- _PETUNJUK TUGAS 1_:
Berdasarkan teks tentang bursa karbon, jelaskan dalam satu sampai tiga kalimat mengapa pemerintah meluncurkan bursa karbon pada 26 September 2023.
- _PETUNJUK TUGAS 2_:
Lanjutkan teks tentang bursa karbon mulai dari kalimat terakhirnya.

- _DOKUMEN_:
PADA 26 September 2023, pemerintah meluncurkan bursa karbon sebagai arena perdagangan karbon. Bursa karbon merupakan kontribusi Indonesia memerangi krisis iklim yang menjadi permasalahan global saat ini. Menurut Presiden Joko Widodo, saat membuka bursa, potensi perdagangan karbon mencapai Rp 3.000 triliun.
Pertanyaannya, apakah bisa bursa karbon membawa kemaslahatan bagi masyarakat dan lingkungan secara simultan untuk menangani krisis iklim? Apakah kekhawatiran tentang greenwashing menjadi kenyataan? Apakah program-program ini hanya akan dimiliki oleh segelintir orang?
Ide perdagangan karbon pertama kali muncul dalam pembicaraan internasional tentang perubahan iklim pada tahun 1990-an. Dimulai dari Protokol Kyoto pada 1997 sebagai perjanjian internasional pertama yang menciptakan kerangka kerja mengurangi emisi gas rumah kaca. Dalam protokol ini, negara-negara yang memiliki target emisi harus mencapainya atau membeli kredit karbon dari negara lain yang berhasil mengurangi emisinya.

- _BAHAN YANG DISEDIAKAN_:

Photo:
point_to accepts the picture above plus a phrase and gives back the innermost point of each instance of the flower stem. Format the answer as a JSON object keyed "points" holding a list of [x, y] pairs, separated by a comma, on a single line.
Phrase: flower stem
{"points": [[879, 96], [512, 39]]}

- _HASIL 1_:
Pemerintah meluncurkan bursa karbon sebagai arena perdagangan karbon. Bursa itu merupakan kontribusi Indonesia dalam memerangi krisis iklim, yang saat ini menjadi permasalahan global.

- _HASIL 2_:
Bentuk perdagangan karbon ada beberapa macam, antara lain, mekanisme pembangunan bersih atau clean development mechanism (CDM) yang memungkinkan negara-negara dengan target emisi mendapatkan kredit karbon dengan berinvestasi dalam proyek-proyek berkelanjutan di negara-negara berkembang.
Emission Trading System (ETS) atau sistem perdagangan emisi yang melibatkan alokasi kuota emisi kepada perusahaan atau lembaga pemerintah dan memungkinkan mereka untuk memperdagangkan izin emisi. Salah satu ETS yang terkenal yaitu di Uni Eropa yang berlaku sejak 2005.
Baca: Carbon Offset Bukan Solusi Mencegah Krisis Iklim
Di Indonesia sejarah perdagangan karbon dimulai dengan meratifikasi Protokol Kyoto pada 2004. Setelah itu banyak proyek-proyek CDM yang masuk ke Indonesia termasuk di dalamnya proyek-proyek energi terbarukan, pembuatan energi dari biomassa, dan proyek pengelolaan hutan yang berkelanjutan.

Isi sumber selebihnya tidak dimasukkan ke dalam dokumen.